● **What the task requires**
Rewrite the part of the entries that opens with the line containing "trace **building roof**" and closes with the last line of the entries, putting "mark" in place of "outline" and leaving everything else unchanged.

● **Source material**
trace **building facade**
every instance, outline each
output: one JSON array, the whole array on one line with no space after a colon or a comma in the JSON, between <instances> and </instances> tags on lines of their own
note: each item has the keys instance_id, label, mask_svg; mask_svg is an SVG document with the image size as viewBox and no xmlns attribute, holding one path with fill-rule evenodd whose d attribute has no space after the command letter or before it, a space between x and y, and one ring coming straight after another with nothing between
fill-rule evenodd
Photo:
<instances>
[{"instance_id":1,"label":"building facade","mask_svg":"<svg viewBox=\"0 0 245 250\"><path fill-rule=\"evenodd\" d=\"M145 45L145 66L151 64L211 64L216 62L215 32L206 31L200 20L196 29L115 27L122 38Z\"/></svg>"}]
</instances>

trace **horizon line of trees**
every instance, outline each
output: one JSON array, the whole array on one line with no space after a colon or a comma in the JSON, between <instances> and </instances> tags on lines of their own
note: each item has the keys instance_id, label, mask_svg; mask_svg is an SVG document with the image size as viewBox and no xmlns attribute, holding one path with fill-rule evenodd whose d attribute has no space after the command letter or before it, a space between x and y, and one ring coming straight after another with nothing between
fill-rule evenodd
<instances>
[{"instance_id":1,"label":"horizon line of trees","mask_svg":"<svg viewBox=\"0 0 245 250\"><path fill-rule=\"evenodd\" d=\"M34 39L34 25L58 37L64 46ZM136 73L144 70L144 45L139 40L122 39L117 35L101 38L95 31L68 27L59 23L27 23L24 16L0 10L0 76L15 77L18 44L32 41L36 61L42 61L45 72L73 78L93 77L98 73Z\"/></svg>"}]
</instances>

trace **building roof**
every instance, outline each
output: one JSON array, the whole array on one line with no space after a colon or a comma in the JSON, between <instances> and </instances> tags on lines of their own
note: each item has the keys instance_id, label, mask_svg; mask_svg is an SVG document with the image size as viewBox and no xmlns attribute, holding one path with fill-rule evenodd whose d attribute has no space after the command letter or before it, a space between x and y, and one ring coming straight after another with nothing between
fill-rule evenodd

● **Reply**
trace **building roof**
every instance, mark each
output: one JSON array, the whole array on one line with no space after a colon or a comma in the JSON, between <instances> and </instances> tags on lines of their own
note: each item has the keys instance_id, label, mask_svg; mask_svg is an SVG document with the image size as viewBox and no xmlns attribute, holding one path with fill-rule evenodd whose d attribute has no space after the command letter or before it, a space between x and y, and one ring coming straight after another with nothing between
fill-rule evenodd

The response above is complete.